The ? is for the skeptics. Dinosaur footprints are accepted as fossils and I suspect that other than slight differences in size and age, snowflake imprints are fossils as well. The Fiona Macleold quote beautifully describes how I have come to love the winter woods: “Go to the winter woods: listen there, look, watch, and the ‘dead months’ will give you a subtler secret than you have yet found in the forest.” To fully appreciate the secret of the moment you must be still and quiet. Once you have heard the snowflakes falling and seen one settle on your cold jacket, I know that you will cherish the mystique of the winter woods. An easy way to get a closer look at the snowflakes is to take some cold four-inch squares of black paper and a 10x hand lens on your hike. Let the flakes settle on the paper, pick out a beauty, and then observe it with the hand lens. With some stretching of my fossil definition, I think that these short looks at beauty and symmetry will make long-lived memory imprints on our brains.

• • • •

TO DO: Continue the passage on snowflake imprints and the winter woods, starting after its last sentence.

ENTRIES PROVIDED:
• • • •

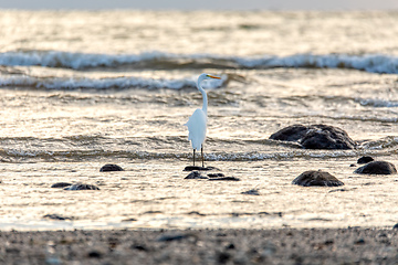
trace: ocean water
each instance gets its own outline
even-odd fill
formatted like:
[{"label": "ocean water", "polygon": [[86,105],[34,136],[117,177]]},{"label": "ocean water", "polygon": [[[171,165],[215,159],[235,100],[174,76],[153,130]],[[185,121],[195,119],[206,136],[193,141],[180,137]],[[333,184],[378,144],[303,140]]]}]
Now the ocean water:
[{"label": "ocean water", "polygon": [[[398,166],[396,11],[0,10],[0,25],[2,230],[398,221],[398,176],[349,167],[364,155]],[[184,179],[203,72],[221,76],[203,84],[206,165],[240,181]],[[269,139],[294,124],[339,127],[358,148]],[[125,171],[100,172],[105,163]],[[345,186],[291,184],[310,169]]]}]

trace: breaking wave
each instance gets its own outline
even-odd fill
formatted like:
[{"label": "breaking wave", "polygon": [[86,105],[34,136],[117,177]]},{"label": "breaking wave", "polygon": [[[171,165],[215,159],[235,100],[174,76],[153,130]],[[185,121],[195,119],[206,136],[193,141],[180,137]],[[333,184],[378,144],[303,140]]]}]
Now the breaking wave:
[{"label": "breaking wave", "polygon": [[18,51],[0,53],[0,65],[45,66],[85,70],[95,67],[133,68],[353,68],[370,73],[398,74],[398,57],[388,54],[293,54],[290,56],[228,56],[216,54],[90,54],[60,51]]}]

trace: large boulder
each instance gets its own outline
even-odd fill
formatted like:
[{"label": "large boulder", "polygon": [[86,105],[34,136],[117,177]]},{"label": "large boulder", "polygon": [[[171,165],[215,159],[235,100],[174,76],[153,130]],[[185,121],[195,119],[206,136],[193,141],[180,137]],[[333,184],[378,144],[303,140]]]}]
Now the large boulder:
[{"label": "large boulder", "polygon": [[354,173],[359,174],[395,174],[397,169],[394,163],[386,161],[371,161],[357,168]]},{"label": "large boulder", "polygon": [[306,149],[354,149],[348,134],[329,125],[292,125],[270,136],[273,140],[297,141]]},{"label": "large boulder", "polygon": [[292,181],[292,184],[303,186],[303,187],[312,187],[312,186],[321,186],[321,187],[337,187],[344,186],[342,181],[339,181],[333,174],[325,171],[315,171],[310,170],[305,171],[295,178]]}]

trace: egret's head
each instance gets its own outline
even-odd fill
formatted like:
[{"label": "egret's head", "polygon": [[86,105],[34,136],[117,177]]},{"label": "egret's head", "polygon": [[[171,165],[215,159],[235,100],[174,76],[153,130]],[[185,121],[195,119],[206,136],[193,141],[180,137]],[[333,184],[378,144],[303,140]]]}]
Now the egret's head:
[{"label": "egret's head", "polygon": [[201,75],[199,75],[198,83],[202,82],[203,80],[221,80],[221,77],[210,75],[210,74],[201,74]]},{"label": "egret's head", "polygon": [[218,77],[218,76],[214,76],[214,75],[209,75],[209,74],[206,74],[206,80],[211,80],[211,78],[214,78],[214,80],[221,80],[221,77]]}]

• • • •

EXPECTED OUTPUT:
Why fossil snowflakes? I will be doing a Snowflake Drop-in Program at Brecksville Nature Center on January 10 from 10 a.m. – noon. Several of my past programs were snowless and it was great to have had some fossils to show visitors. If you are interested in learning more about snowflakes, please drop in and perhaps the snow will also!
The secret to capturing snowflake imprints is cold equipment and good snowflakes. I keep everything on the back porch. If the black paper shows mostly broken or clumped flakes it will usually not be worth continuing. The embedding material is Krylon Crystal Clear spray paint. Clean glass microscope slides are the most useful surface. About six slides are evenly spaced in a shallow cardboard box and sprayed with Krylon. The box is set out into the falling snow until the slides become lightly covered with snowflakes. The box of slides is then put back on the porch for about 40 minutes. This allows the Krylon to dry around the imprints of the flakes. The slide can then be taken inside and allowed to sit until dry. At this point the slides may be examined with a hand lens or microscope and the location of good snowflake imprints may be marked on the nearest edge of the slide. The pictures of fossil snowflakes below were taken with a digital camera held over a microscope.
How many good fossil flakes do I have? About 100 out of 800 slide searches. Be patient, it’s worth it!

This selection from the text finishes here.